▸ **Instruction**
Would you quote the material below in full and unchanged?

Stored entries:
START

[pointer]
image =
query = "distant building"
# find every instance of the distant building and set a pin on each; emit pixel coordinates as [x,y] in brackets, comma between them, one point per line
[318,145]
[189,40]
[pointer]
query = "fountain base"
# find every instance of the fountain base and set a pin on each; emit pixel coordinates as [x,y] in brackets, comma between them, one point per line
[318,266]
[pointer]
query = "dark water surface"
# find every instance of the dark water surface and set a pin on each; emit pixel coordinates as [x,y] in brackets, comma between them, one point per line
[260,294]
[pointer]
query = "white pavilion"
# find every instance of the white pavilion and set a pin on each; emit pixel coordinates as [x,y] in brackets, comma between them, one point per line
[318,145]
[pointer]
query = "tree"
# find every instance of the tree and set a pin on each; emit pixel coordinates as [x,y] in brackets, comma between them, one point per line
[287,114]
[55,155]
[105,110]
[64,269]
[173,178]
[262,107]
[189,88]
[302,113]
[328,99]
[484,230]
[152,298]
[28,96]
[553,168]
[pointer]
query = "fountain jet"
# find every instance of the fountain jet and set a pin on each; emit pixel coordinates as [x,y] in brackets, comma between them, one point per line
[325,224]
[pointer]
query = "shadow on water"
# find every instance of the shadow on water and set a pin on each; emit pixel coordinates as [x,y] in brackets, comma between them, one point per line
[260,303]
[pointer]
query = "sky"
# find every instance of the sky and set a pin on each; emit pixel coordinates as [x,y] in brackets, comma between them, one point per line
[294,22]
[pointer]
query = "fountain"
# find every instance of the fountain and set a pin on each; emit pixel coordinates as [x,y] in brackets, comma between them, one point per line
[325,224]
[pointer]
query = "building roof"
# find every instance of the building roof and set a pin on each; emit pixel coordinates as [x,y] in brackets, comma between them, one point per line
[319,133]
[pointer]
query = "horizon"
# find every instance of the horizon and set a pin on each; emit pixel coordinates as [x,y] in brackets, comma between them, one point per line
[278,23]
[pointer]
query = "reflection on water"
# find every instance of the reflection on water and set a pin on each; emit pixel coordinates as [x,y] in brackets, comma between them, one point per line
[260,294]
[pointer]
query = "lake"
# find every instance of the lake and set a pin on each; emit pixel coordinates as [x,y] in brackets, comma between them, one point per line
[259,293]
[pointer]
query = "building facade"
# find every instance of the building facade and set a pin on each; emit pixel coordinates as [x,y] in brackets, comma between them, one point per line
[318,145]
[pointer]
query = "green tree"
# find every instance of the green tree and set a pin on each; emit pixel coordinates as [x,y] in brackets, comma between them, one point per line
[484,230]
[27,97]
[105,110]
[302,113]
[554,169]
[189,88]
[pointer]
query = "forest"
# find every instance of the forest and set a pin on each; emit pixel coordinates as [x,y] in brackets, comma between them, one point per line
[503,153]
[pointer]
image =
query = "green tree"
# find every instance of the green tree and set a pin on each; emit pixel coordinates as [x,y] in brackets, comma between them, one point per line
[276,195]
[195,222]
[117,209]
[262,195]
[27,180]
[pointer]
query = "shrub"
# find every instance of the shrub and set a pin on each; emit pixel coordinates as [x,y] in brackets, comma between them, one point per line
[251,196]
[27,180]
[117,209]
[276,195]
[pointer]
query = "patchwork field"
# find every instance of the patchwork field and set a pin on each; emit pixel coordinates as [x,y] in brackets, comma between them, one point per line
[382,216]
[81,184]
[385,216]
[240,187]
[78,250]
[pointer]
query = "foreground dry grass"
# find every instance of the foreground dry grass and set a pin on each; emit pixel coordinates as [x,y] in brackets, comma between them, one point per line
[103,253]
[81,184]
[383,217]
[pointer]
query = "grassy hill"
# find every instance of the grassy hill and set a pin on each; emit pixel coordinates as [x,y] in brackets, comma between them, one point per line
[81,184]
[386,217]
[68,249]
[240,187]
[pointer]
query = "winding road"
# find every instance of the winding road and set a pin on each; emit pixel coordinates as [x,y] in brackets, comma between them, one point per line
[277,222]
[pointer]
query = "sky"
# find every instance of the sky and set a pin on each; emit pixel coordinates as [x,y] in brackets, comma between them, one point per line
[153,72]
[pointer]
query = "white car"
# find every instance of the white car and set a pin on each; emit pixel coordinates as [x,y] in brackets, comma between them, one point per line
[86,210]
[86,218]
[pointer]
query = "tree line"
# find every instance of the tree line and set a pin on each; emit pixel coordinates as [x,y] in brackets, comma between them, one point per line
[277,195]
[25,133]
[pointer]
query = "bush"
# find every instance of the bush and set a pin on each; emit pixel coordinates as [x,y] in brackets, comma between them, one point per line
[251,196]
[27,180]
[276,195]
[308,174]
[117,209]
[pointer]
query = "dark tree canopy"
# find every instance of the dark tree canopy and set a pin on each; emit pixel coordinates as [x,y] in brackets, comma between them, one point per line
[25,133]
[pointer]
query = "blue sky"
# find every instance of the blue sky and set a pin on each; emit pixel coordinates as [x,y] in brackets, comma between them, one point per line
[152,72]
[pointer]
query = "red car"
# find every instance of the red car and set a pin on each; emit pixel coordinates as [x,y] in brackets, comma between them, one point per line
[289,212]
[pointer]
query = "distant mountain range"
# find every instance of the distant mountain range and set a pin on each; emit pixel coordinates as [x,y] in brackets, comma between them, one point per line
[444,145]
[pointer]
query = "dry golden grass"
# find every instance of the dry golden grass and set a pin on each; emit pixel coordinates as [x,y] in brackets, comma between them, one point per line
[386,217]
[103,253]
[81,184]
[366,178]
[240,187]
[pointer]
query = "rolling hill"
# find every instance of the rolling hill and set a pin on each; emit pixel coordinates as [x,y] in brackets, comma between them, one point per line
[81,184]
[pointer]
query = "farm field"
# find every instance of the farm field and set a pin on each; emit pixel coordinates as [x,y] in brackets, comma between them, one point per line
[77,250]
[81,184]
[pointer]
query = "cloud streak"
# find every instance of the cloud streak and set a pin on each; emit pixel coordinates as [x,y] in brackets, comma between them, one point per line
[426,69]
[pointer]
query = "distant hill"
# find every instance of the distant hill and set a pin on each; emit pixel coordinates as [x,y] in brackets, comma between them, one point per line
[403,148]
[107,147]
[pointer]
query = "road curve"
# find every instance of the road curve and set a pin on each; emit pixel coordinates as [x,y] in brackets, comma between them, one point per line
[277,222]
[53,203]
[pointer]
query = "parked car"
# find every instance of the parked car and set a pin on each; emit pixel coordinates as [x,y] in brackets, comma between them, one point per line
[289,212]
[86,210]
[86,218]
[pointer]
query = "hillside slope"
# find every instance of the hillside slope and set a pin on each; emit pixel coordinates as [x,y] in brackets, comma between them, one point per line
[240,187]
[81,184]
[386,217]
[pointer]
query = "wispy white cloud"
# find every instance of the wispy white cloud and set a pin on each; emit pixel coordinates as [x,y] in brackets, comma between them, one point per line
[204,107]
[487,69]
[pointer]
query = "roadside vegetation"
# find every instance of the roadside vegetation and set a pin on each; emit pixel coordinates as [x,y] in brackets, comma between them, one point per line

END

▸ **Task output**
[pointer]
image =
query = "distant building"
# find every instance of the distant building and set a pin on each; emit pixel coordinates as [x,y] in brackets, comma between them, one point per line
[318,145]
[189,40]
[pointer]
query = "fountain base"
# find every instance of the fountain base and set a pin on each; emit pixel coordinates as [x,y] in brackets, comma between them, one point per line
[318,266]
[pointer]
query = "dark water surface"
# find every instance of the dark water surface and set a pin on each; emit pixel coordinates as [x,y] in brackets, comma between them, one point per line
[260,294]
[pointer]
query = "white pavilion"
# find every instance of the white pavilion and set a pin on each; emit pixel coordinates as [x,y] in brackets, comma between them, one point per line
[318,145]
[pointer]
query = "tree"
# find every instance of the tree and set a pin on each; emit pixel coordinates as [x,y] in brackets, comma between them, one point per line
[287,114]
[55,155]
[105,110]
[64,269]
[173,178]
[262,107]
[189,88]
[302,113]
[328,99]
[484,230]
[152,298]
[28,96]
[553,168]
[pointer]
query = "fountain jet"
# find every instance of the fountain jet and set a pin on each; emit pixel coordinates as [x,y] in brackets, comma between them, one point per line
[325,224]
[pointer]
query = "shadow on water"
# find every instance of the shadow on water and set a pin on each; emit pixel coordinates as [x,y] in brackets, comma between them, one point per line
[260,303]
[pointer]
query = "sky"
# find every instance of the sky and set a pin on each; emit pixel coordinates as [x,y] in brackets, comma between them, one point per line
[294,22]
[pointer]
query = "fountain"
# find every instance of the fountain and set a pin on each; emit pixel coordinates as [x,y] in brackets, comma between them, one point per line
[325,224]
[pointer]
query = "building roof"
# find every instance of the building roof and set a pin on each; emit pixel coordinates as [x,y] in brackets, comma between them, one point per line
[319,133]
[pointer]
query = "horizon"
# find every instance of the horizon and set a pin on each; emit pixel coordinates as [x,y] in brackets, comma between them, one point per line
[278,23]
[pointer]
query = "reflection on water"
# find every instance of the reflection on water and set a pin on each; emit pixel coordinates as [x,y] in brackets, comma between them, one point per line
[260,294]
[pointer]
query = "lake"
# find every instance of the lake and set a pin on each; emit pixel coordinates as [x,y] in brackets, comma between them, one point per line
[259,293]
[pointer]
query = "building facade"
# find every instance of the building facade and set a pin on each; emit pixel coordinates as [x,y] in brackets, comma between them, one point per line
[318,145]
[pointer]
query = "green tree"
# find every instance of the green tree and set a pin on each; emit pixel coordinates as [x,y] in brackets, comma between them, one point per line
[484,230]
[27,97]
[105,110]
[302,113]
[554,169]
[189,88]
[pointer]
query = "forest"
# find every instance of the forest and set a pin on each; emit pixel coordinates as [x,y] in brackets, comma between them, one point per line
[503,153]
[pointer]
image =
query = "green tree"
# find every instance of the green tree and set a pin on each; emit pixel coordinates as [x,y] in brackets, comma between them, one point per line
[276,195]
[195,222]
[117,209]
[262,195]
[27,180]
[pointer]
query = "shrub"
# find every instance of the shrub and set a pin on each; emit pixel coordinates as [x,y] in brackets, comma between them, one point per line
[251,196]
[27,180]
[117,209]
[276,195]
[pointer]
query = "patchwork field"
# find every instance of the patchwork field and set a pin on each; emit pixel coordinates as [x,y] in brackets, comma between them, one point per line
[382,216]
[81,184]
[385,216]
[240,187]
[78,250]
[pointer]
query = "foreground dry grass"
# find every instance of the foreground dry grass and set a pin on each; emit pixel coordinates as [x,y] in brackets, comma between them, one point per line
[103,253]
[81,184]
[383,217]
[pointer]
query = "grassy hill"
# find every instance of the grassy hill and set a pin on each; emit pixel coordinates as [x,y] in brackets, comma between them, one point per line
[81,184]
[386,217]
[68,249]
[240,187]
[pointer]
query = "winding road"
# find every instance of the winding road and set a pin on each; emit pixel coordinates as [x,y] in brackets, comma between them, one point per line
[277,222]
[pointer]
query = "sky"
# find every instance of the sky and set a pin on each; emit pixel coordinates as [x,y] in brackets, comma between them, one point per line
[153,72]
[pointer]
query = "white car"
# find every instance of the white car and set a pin on each; emit pixel coordinates as [x,y] in brackets, comma between them, one point per line
[86,210]
[86,218]
[pointer]
query = "tree line"
# find every instance of the tree line and set a pin on each; emit pixel coordinates as [x,y] in brackets, comma between them, one point per line
[277,195]
[25,133]
[pointer]
query = "bush"
# find every instance of the bush and set a pin on each; emit pixel coordinates as [x,y] in brackets, comma between them, one point per line
[251,196]
[27,180]
[276,195]
[308,174]
[117,209]
[pointer]
query = "dark tree canopy"
# find every instance of the dark tree canopy and set a pin on each; emit pixel coordinates as [x,y] in brackets, comma between them, one point per line
[25,133]
[pointer]
query = "blue sky"
# find every instance of the blue sky and set a pin on each; emit pixel coordinates as [x,y] in brackets, comma between them, one point per line
[152,72]
[pointer]
query = "red car"
# find every instance of the red car and set a pin on each; emit pixel coordinates as [x,y] in brackets, comma between them, one point per line
[289,212]
[pointer]
query = "distant mountain range"
# find every instance of the distant mountain range and set a pin on each; emit pixel coordinates as [x,y] in brackets, comma between them, one point per line
[444,145]
[pointer]
query = "dry golden grass"
# find every instance of the dry golden grass and set a pin on each; emit pixel coordinates as [x,y] in brackets, comma between them, one point per line
[386,217]
[103,253]
[81,184]
[366,178]
[240,187]
[pointer]
query = "rolling hill"
# find every instance of the rolling hill and set a pin on each; emit pixel coordinates as [x,y] in brackets, comma between them, one point per line
[81,184]
[pointer]
query = "farm field"
# find every instance of the farm field and set a pin on each; emit pixel coordinates as [x,y] in brackets, comma between them, one point per line
[77,250]
[81,184]
[pointer]
query = "cloud streak"
# find every instance of the cloud streak and set a pin on each; emit pixel coordinates as [x,y] in brackets, comma between them, one point per line
[426,69]
[pointer]
query = "distant hill"
# find every instance of the distant hill and set a pin on each; emit pixel coordinates as [x,y] in brackets, comma between them, one point per line
[403,148]
[107,147]
[pointer]
query = "road curve"
# find every instance of the road curve and set a pin on each; emit pixel coordinates as [x,y] in brackets, comma between them, one point per line
[277,222]
[53,203]
[pointer]
query = "parked car"
# find every instance of the parked car and set a pin on each; emit pixel coordinates as [x,y] in brackets, comma between them, one point per line
[289,212]
[86,210]
[86,218]
[pointer]
query = "hillside slope"
# find every instance of the hillside slope and set a pin on each; emit pixel coordinates as [x,y] in brackets, comma between them, one point per line
[240,187]
[81,184]
[386,217]
[pointer]
query = "wispy white cloud"
# find every instance of the wispy white cloud and set a pin on each; emit pixel coordinates as [x,y] in brackets, comma between them, one point per line
[204,107]
[487,69]
[pointer]
query = "roadside vegetation"
# find every instance of the roadside vegetation and set a pin on each; emit pixel coordinates as [x,y] in brackets, comma between them, one point per line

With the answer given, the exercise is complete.